■ Exercise prompt:
Will you output the entries below exactly, skipping every image they contain?

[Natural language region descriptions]
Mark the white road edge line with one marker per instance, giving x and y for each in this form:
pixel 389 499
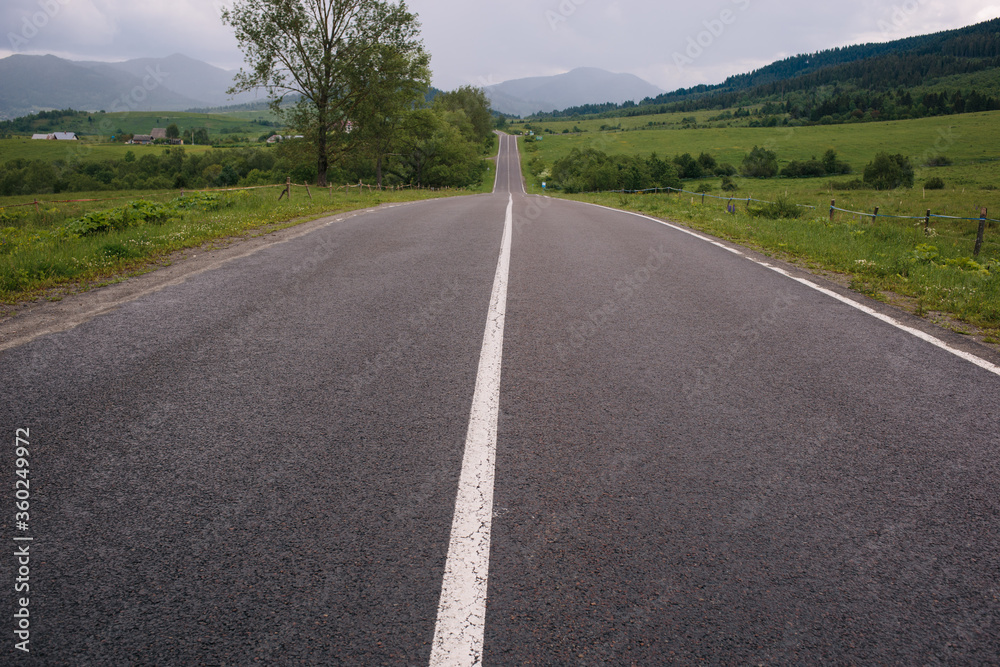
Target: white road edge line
pixel 461 619
pixel 926 337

■ Output for this exercise:
Mark the white road edge line with one marker per instance, giving x and y for each in this form:
pixel 389 499
Target: white road edge line
pixel 461 619
pixel 926 337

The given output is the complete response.